_Questions_
1. Retype the part of the UK mortgage arrears text that begins at the words "However, UK Finance" and stops after "pandemic are realised.".
2. Extend the text on UK mortgage arrears, picking up right after its last sentence.

_Text passage_
---------------

"As Covid-19 continues to affect the economy, we anticipate there will be further increases in mortgage arrears during 2021."
However, UK Finance anticipates that the number of early arrears will increase further once the furlough scheme ends and the economic impacts of the pandemic are realised.
There were a total of 77,410 homeowner mortgages in arrears of 2.5% or more of the outstanding balance in the fourth quarter of 2020, an increase of 2,560 on the previous quarter. Within the total, there were 28,400 homeowner mortgages in early arrears (those between 2.5 and 5% of balance in arrears), an increase of only 2% on the previous quarter.
Earlier in 2020, the number of mortgages in early arrears increased in Q1 2020, largely due to early payment difficulties prior to payment deferrals being introduced. However, since then, payment deferrals has allowed borrowers who had found themselves in early arrears to pay these off and prevented additional borrowers from going into arrears. This resulted in a decline in early homeowner arrears in the following two quarters of 2020, larger than the increase seen in Q1. While the number of these early arrears has increased slightly by 490 cases in Q4 2020, this is lower than the number of cases before the Covid-19 pandemic began.
Within the total, there were 26,660 homeowner mortgages with more significant arrears (representing 10% or more of the outstanding balance), an increase of 1,800 on the previous quarter. This figure has slowly increased throughout 2020 but from a low base. UK Finance says these increases are largely driven by customers who had several missed payments before the pandemic. These borrowers may have made use of the full six months of payment deferrals and are most likely receiving or, in need of, the help available through lenders’ tailored forbearance support.

---------------

_Provided information_
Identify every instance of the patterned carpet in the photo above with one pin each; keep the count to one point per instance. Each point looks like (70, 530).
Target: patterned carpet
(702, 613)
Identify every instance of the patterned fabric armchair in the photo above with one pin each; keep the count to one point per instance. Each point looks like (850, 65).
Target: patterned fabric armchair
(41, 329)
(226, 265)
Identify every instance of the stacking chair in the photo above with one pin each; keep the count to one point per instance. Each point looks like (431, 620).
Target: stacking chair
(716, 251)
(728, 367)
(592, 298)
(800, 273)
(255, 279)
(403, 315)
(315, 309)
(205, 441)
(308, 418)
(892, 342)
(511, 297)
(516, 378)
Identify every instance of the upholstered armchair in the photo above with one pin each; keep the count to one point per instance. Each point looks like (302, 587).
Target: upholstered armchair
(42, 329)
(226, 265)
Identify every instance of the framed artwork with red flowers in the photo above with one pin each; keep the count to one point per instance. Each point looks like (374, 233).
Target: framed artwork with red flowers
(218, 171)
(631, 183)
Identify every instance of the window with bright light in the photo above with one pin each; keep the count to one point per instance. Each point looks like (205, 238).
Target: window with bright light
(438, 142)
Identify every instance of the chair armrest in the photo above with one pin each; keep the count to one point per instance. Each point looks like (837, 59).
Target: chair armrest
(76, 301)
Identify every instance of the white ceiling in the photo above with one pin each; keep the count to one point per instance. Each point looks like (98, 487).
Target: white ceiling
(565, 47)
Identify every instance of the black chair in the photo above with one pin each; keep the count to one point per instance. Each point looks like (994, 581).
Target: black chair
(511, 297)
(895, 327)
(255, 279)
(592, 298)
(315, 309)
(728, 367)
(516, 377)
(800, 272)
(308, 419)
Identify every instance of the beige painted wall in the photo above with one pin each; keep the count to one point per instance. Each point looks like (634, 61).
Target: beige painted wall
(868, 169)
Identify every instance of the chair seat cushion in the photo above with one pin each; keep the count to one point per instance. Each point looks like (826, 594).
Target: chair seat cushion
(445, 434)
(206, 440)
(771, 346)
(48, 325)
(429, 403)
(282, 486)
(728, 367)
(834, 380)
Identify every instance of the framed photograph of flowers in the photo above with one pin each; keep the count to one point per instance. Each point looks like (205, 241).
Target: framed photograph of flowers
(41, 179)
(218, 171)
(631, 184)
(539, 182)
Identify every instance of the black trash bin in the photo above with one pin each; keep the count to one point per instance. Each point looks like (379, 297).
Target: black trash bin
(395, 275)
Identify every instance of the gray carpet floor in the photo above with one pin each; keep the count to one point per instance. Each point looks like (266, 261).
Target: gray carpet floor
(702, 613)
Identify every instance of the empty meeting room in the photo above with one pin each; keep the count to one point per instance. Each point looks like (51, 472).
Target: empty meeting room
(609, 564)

---------------

_Answers_
1.
However, UK Finance anticipates that the number of early arrears will increase further once the furlough scheme ends and the economic impacts of the pandemic are realised.

2.
140 homeowner mortgaged properties and 190 buy-to-let mortgaged properties were taken into possession in the fourth quarter of 2020. 2,660 mortgages were taken into possession in total in 2020. The industry moratorium on involuntary possessions remains in place until 1 April 2021, 12 months after it began. Therefore, the low possessions numbers in 2020 for the most part reflect cases where the customer requested the possession to go ahead or where the property was vacant. Possessions will increase in 2021 driven by the backlog that did not occur in 2020 due to the possessions moratorium, almost all of which will have been in train before the pandemic.
UK Finance data shows that 130,000 mortgage payment deferrals were in place at the end of December 2020, broadly stable since late October but down from a peak of 1.8 million in June 2020. Approximately 8 in 10 have returned to making their mortgage payments.
Eric Leenders, managing director of personal finance at UK Finance, said: "Whilst the data shows a relatively small increase in the total number of all arrears from the historic low levels seen in 2019, the support available from lenders has meant those who were not in financial difficulty at the beginning of the pandemic have remained out of arrears. Despite the modest uptick, the total number of customers in the early stages of arrears in Q4 2020 remains below the level seen at the end of 2019.
“As Covid-19 continues to affect the economy, we anticipate there will be further increases in mortgage arrears during 2021. Lenders continue to help customers experiencing financial difficulties with a package of support for those who need it, including payment deferrals and tailored assistance. Additionally, the industry fully supports the moratorium on possessions which remains in place until 1 April 2021 to keep customers safe in their homes during national lockdowns. It is essential that customers who are concerned about their finances contact their lender early to discuss the options and support available to them."
Steve Seal, managing director at Bluestone Mortgages, added: “While it is encouraging to see that the number of mortgages in arrears remains low, the picture could look very different once government forbearance measures for consumers end. Mortgage payment holidays will continue to support thousands of homeowners over the coming months, so it’s likely that we won’t see the full extent of the Covid-19 crisis on mortgage arrears until the second half of 2021 at the earliest.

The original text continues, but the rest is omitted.